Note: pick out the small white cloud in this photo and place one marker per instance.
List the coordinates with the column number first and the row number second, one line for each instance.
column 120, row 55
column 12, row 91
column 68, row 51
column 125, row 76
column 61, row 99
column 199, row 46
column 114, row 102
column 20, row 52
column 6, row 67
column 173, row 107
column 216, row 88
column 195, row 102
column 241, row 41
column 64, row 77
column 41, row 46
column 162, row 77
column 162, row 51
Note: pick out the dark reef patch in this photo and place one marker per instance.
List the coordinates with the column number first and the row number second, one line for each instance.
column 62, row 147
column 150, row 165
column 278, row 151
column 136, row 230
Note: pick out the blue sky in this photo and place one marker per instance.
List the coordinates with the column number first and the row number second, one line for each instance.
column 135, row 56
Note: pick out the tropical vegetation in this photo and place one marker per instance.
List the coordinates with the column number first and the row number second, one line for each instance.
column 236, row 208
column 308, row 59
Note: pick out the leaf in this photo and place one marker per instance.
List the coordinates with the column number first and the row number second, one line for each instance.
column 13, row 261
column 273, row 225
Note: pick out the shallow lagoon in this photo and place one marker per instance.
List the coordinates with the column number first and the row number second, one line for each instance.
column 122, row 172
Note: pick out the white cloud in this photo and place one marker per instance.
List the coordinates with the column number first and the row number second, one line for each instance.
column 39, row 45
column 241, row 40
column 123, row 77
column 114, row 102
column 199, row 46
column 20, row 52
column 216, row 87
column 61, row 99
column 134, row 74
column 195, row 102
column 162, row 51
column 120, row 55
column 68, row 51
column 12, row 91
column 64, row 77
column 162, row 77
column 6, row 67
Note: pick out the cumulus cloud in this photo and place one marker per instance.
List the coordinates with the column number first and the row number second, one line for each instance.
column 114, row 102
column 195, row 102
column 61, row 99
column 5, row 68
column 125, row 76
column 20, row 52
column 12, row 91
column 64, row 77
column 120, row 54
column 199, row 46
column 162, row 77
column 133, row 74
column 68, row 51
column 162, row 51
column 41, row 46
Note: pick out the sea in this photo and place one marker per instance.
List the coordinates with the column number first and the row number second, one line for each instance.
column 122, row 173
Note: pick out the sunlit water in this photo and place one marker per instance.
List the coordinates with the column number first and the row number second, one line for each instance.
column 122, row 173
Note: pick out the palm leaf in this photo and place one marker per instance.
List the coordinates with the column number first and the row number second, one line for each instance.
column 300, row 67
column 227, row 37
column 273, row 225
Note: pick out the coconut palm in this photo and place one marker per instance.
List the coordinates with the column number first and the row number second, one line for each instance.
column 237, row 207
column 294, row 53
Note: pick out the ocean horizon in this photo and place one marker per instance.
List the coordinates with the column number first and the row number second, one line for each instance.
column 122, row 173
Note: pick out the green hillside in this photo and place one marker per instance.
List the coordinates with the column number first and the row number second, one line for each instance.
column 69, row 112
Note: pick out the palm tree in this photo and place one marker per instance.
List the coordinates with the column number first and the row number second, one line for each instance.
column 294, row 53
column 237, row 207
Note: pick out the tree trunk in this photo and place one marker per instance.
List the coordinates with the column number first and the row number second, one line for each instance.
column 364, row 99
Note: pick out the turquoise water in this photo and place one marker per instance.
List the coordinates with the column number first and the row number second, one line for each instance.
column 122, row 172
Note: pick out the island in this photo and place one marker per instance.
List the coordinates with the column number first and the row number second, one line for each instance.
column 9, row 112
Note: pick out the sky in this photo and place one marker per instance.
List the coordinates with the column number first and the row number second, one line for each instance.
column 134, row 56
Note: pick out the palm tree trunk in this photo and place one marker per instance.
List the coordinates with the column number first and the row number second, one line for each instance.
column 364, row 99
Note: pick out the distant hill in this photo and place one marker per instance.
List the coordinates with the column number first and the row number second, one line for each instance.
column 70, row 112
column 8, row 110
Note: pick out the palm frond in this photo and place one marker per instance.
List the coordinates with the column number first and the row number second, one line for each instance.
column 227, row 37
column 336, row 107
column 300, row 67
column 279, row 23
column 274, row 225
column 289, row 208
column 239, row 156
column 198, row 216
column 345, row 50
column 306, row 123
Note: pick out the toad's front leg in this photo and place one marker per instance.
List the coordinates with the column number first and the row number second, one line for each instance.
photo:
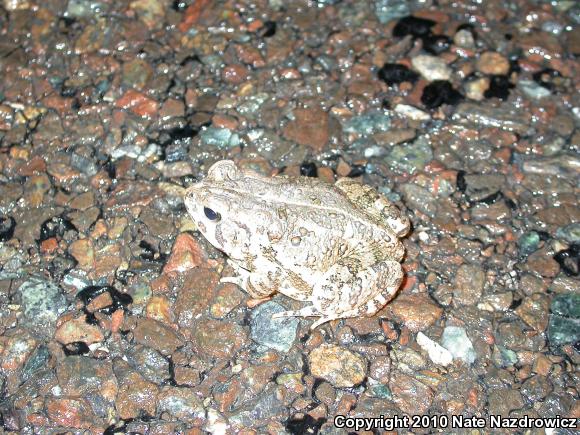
column 257, row 285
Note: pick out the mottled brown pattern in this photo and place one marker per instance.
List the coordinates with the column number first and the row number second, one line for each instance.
column 336, row 246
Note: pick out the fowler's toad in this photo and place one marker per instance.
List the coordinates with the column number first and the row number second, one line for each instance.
column 336, row 246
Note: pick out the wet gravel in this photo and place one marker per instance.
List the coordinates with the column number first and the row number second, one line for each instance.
column 112, row 317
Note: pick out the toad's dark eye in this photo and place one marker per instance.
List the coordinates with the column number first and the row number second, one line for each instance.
column 211, row 215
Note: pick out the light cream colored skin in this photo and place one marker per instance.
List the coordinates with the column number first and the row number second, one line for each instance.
column 336, row 246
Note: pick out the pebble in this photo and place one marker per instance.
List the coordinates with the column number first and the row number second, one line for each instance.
column 410, row 395
column 468, row 284
column 182, row 404
column 186, row 254
column 410, row 157
column 78, row 330
column 437, row 353
column 431, row 68
column 532, row 90
column 416, row 311
column 218, row 339
column 440, row 92
column 368, row 123
column 278, row 334
column 456, row 341
column 149, row 363
column 492, row 63
column 337, row 365
column 136, row 396
column 195, row 295
column 310, row 127
column 412, row 112
column 464, row 39
column 154, row 334
column 42, row 303
column 564, row 319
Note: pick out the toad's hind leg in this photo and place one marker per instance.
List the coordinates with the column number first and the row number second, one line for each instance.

==*==

**The request:** Reproduce all of the material above, substituting "identify" for every occurrence of "pick out" and leaving everything else unchanged. Omit the pictures from your response.

**Task output:**
Note: identify the small white cloud in this photo and place one marker per instance.
List the coordinates with the column number first and the row number second, one line for each instance.
column 120, row 55
column 12, row 91
column 68, row 51
column 125, row 76
column 61, row 99
column 199, row 46
column 114, row 102
column 20, row 52
column 6, row 67
column 173, row 107
column 216, row 88
column 195, row 102
column 241, row 41
column 64, row 77
column 41, row 46
column 162, row 77
column 162, row 51
Note: identify the dark reef patch in this photo and place one marker per instance.
List the coordinates with the column number first and the row number second, one line for each instance.
column 62, row 147
column 150, row 165
column 278, row 151
column 136, row 230
Note: identify the blue sky in this photo and place one marker per instance.
List the coordinates with the column number first and the row number second, one line for each instance.
column 135, row 56
Note: identify the tropical vegetation in this photo and place one marker per instance.
List the coordinates with the column number first and the row number second, one line for each instance.
column 236, row 208
column 308, row 59
Note: identify the leaf in this photo and place one marker per instance.
List the coordinates with the column number first and the row number second, one line for each instance.
column 13, row 261
column 273, row 225
Note: identify the shallow lagoon in this photo and place one marker per instance.
List the coordinates with the column number first and the row number second, one line for each instance.
column 122, row 172
Note: identify the white cloud in this photo and place one marker per instance.
List the coordinates with the column number first and the row number second, one line for each instance.
column 39, row 45
column 241, row 40
column 123, row 77
column 114, row 102
column 199, row 46
column 20, row 52
column 216, row 87
column 61, row 99
column 134, row 74
column 195, row 102
column 162, row 51
column 120, row 55
column 68, row 51
column 12, row 91
column 64, row 77
column 162, row 77
column 6, row 67
Note: identify the cumulus cloud in this photo and place one marker per instance.
List the coordinates with the column number first and the row number second, one line for each instance.
column 114, row 102
column 195, row 102
column 61, row 99
column 5, row 68
column 125, row 76
column 20, row 52
column 12, row 91
column 64, row 77
column 120, row 54
column 199, row 46
column 162, row 77
column 133, row 74
column 68, row 51
column 162, row 51
column 41, row 46
Note: identify the sea in this photo and place one marker per instance.
List the coordinates with the column number first and the row number second, one line for each instance.
column 122, row 173
Note: identify the sunlit water in this photo and place one marker per instance.
List the coordinates with the column number first and the row number second, one line for each instance.
column 122, row 173
Note: identify the palm leaf in this photo and place one marker per instance.
List the coordinates with the column number first and the row number second, one line for each instance.
column 300, row 67
column 227, row 37
column 273, row 225
Note: identify the coconut palm in this photo and place one marker per instance.
List the coordinates with the column number first and the row number second, one line for each instance.
column 237, row 207
column 294, row 53
Note: identify the ocean horizon in this photo and place one marker per instance.
List the coordinates with the column number first and the row number second, one line for each instance.
column 122, row 173
Note: identify the green hillside in this photo and place one marker per instance.
List the coordinates with the column number first and the row number second, one line for each instance.
column 69, row 112
Note: identify the palm tree in this photo and place one marker per instance.
List the coordinates with the column number first and the row number second, one line for each instance.
column 294, row 53
column 237, row 207
Note: identify the tree trunk in this photo and place one marker per instance.
List the coordinates with the column number first and the row number second, one line for each instance.
column 364, row 99
Note: identify the turquoise water in this photo and place one marker per instance.
List the coordinates with the column number first and the row number second, one line for each instance.
column 122, row 172
Note: identify the island in this photo and place one marker per instance.
List the coordinates with the column number first and the row number second, one line for each instance.
column 9, row 112
Note: identify the sky in this photo and place one marker per instance.
List the coordinates with the column number first and the row number second, one line for each instance.
column 134, row 56
Note: identify the palm tree trunk in this photo and place one marker per instance.
List the coordinates with the column number first and the row number second, one line for each instance.
column 364, row 99
Note: identify the distant hill in this photo and place one marker per instance.
List the coordinates with the column number first and the row number second, one line for each instance.
column 70, row 112
column 8, row 110
Note: identify the palm frond in this photo and place one marker per instance.
List the coordinates with the column number first and the row number second, one line for each instance.
column 227, row 37
column 336, row 107
column 300, row 67
column 279, row 23
column 274, row 225
column 289, row 208
column 239, row 156
column 198, row 216
column 345, row 50
column 306, row 123
Note: identify the toad's front leg in this photo and place one marker per instance.
List the coordinates with the column number first and the row number second, one line for each instance.
photo:
column 257, row 285
Note: identify the mottled brown pattern in this photo and place one marker per instance.
List the coordinates with the column number first and the row number second, one line for each instance.
column 336, row 246
Note: identify the fowler's toad in this photo and place one marker per instance.
List the coordinates with the column number first and the row number second, one line for each instance.
column 336, row 246
Note: identify the wet gravel in this photo and place one marker per instance.
List the coordinates with the column number first and the row number second, one line for each instance.
column 112, row 317
Note: identify the toad's dark eye in this photo and place one marker per instance.
List the coordinates with the column number first and the row number second, one line for each instance.
column 211, row 215
Note: identify the light cream colored skin in this photo and place one marker per instance.
List the coordinates with the column number first and the row number second, one line for each instance.
column 336, row 246
Note: identify the pebble in this photo and place one marker per instance.
List the coordinates with the column number first and the row number second, one line for each instance.
column 410, row 395
column 468, row 284
column 182, row 404
column 186, row 254
column 410, row 157
column 78, row 330
column 437, row 353
column 431, row 68
column 532, row 90
column 416, row 311
column 218, row 339
column 440, row 92
column 368, row 123
column 278, row 334
column 456, row 341
column 149, row 363
column 492, row 63
column 337, row 365
column 136, row 396
column 195, row 295
column 310, row 127
column 412, row 112
column 464, row 39
column 154, row 334
column 42, row 303
column 564, row 319
Note: identify the toad's hind leg in this photo and place one marker per instance.
List the coordinates with the column number first and the row number second, one line for each instance.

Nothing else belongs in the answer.